━━━ DOCUMENT PASSAGE ━━━

Acousto-optical tunable filters (AOTF)

The acousto-optic tunable filter (AOTF) is an all-solid-state optical filter that operates on the principle of acousto-optic dif fraction in an anisotropic medium. The center wavelength of the filter passband can be rapidly tuned across a wide spectral range by changing the frequency of the applied radio frequency (RF) signal. In addition to the electronic tunability, other outstanding features of the AOTF include: large angular aperture while maintaining high spectral resolution, inherent intensity, and wavelength modulation capability.


Acousto-optic tunable filter find many applications:

  • Rapid-scan Spectrometers. The rapid, random-access tuning of the AOTF makes it well-suited to rapid-scan spectrometer applications, such as time-resolved spectra analysis.
  • Multispectral Imaging. Use of noncollinear AOTF imaging in astronomy has been demonstrated by spectropolarimetry of stars and planets
  • Fiber Optic Communication. One important application where the AOTF has shown great potential is in the area of fiber-optic communication. Due to its capability of selecting a narrow optical band over a wide spectral range within a time duration of microseconds, the AOTF appears to be well-suited to perform wavelength division multiplexing (WDM) networks.
  • Spectropolarimeter and fluorescence spectrometer. The great advantage using an AOTF is to be capable of measuring spatial, spectral and polarization characteristics of a target, in real time, without moving parts, only with a single instrument.


AOTFs use the slow-shear acousto-optic interaction. This is polarization sensitive. For an optical input along the z-axis (θi=0) the polarization should be circular for 100% (relative) efficiency, or along the t-axis (θi=90º) linearly polarized. For directions in-between, the input should be some elliptical state for maximum diffraction efficiency. In practice, this will approximate to a linear state for θi>10º i.e. far enough away from the optic axis to ignore optical activity.

Depending on field of application it is possible to use incoming beam with requested polarization shutting excess and passed non-diffracted beam by absorber. Second variant is polarizing beam separation using polarizer and analyzer at the input and output. In hyper-spectral polarimetry both diffracted beams are used and incoming beam polarization components are defined by their ratio.

━━━

OBJECTIVES —
(a) Please reproduce verbatim the part of the passage on acousto-optic tunable filters that opens with the words "The acousto-optic tunable" and closes with "time-resolved spectra analysis.".
(b) Extend the passage on acousto-optic tunable filters, picking up after its final sentence.

━━━ GIVEN ENTRIES ━━━

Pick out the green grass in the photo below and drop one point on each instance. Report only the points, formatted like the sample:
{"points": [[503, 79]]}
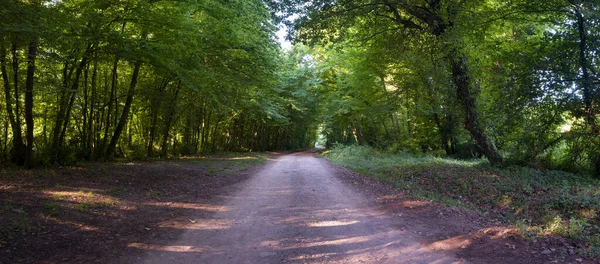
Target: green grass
{"points": [[537, 202], [51, 209]]}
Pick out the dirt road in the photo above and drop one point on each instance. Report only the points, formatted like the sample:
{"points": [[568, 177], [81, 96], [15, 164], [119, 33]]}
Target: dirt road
{"points": [[296, 210]]}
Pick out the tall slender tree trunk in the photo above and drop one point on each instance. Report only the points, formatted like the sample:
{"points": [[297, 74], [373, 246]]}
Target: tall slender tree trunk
{"points": [[170, 118], [113, 94], [18, 151], [110, 150], [589, 90], [29, 83]]}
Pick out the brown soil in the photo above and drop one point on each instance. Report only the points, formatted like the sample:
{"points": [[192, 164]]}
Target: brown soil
{"points": [[93, 213], [296, 208]]}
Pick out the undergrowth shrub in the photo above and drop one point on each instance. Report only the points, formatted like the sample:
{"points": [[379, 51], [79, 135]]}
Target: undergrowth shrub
{"points": [[547, 202]]}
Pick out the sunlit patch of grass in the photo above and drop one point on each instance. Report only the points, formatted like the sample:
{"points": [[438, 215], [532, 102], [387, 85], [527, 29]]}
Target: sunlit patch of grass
{"points": [[83, 200], [541, 202], [152, 194], [51, 209]]}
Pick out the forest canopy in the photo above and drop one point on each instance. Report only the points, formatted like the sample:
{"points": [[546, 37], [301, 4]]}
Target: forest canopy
{"points": [[513, 81]]}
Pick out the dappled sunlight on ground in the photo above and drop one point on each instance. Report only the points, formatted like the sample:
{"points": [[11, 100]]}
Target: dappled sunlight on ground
{"points": [[332, 223], [195, 206], [180, 249], [199, 224]]}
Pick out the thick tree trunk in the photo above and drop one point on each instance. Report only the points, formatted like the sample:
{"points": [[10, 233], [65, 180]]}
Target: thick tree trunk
{"points": [[110, 150], [29, 83], [589, 91], [18, 151], [67, 100], [156, 102], [113, 94], [357, 133], [464, 93]]}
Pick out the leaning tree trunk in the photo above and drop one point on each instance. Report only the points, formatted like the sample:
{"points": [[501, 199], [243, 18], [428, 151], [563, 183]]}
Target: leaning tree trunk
{"points": [[110, 150], [464, 93], [31, 55], [18, 153], [589, 91]]}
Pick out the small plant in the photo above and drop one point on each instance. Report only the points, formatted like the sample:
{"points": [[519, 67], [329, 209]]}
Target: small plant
{"points": [[7, 206], [22, 224], [85, 206], [152, 194], [51, 209], [115, 191]]}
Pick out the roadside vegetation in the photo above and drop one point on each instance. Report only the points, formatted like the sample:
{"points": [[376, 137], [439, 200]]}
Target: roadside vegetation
{"points": [[538, 202], [93, 211]]}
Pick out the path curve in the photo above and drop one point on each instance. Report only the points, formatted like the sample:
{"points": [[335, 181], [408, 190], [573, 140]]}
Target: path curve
{"points": [[296, 210]]}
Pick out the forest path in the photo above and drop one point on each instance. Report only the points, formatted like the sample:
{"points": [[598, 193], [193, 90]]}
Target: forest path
{"points": [[296, 210]]}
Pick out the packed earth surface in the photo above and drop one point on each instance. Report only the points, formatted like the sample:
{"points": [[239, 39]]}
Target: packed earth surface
{"points": [[260, 208]]}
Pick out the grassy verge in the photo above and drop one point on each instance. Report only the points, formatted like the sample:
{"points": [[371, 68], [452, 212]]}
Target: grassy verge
{"points": [[538, 202]]}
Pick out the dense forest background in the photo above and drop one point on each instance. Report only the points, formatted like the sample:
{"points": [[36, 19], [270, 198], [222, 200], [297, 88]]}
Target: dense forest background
{"points": [[514, 81]]}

━━━

THE RESPONSES —
(a)
The acousto-optic tunable filter (AOTF) is an all-solid-state optical filter that operates on the principle of acousto-optic dif fraction in an anisotropic medium. The center wavelength of the filter passband can be rapidly tuned across a wide spectral range by changing the frequency of the applied radio frequency (RF) signal. In addition to the electronic tunability, other outstanding features of the AOTF include: large angular aperture while maintaining high spectral resolution, inherent intensity, and wavelength modulation capability.


Acousto-optic tunable filter find many applications:

  • Rapid-scan Spectrometers. The rapid, random-access tuning of the AOTF makes it well-suited to rapid-scan spectrometer applications, such as time-resolved spectra analysis.

(b)
To have higher flexibility in the process of AOTF designing possibility to choose incidence angle θi and interaction length L is very important. Variations in the effective photoelastic coefficient can be reached by varying θi and will lead to the complicating design. Angular dependence of sound velocity and power flow direction of TeO2 crystals may effect on RF power, tuning relation, crystal sizes and shapes. Complete design can be held on the evaluating following characteristics:

  • tuning relation;
  • spectral resolution;
  • polar & azimuthal angular aperture;
  • RF power requirements;
  • sound velocity;
  • power flow angle;
  • separation of incident & diffracted beams.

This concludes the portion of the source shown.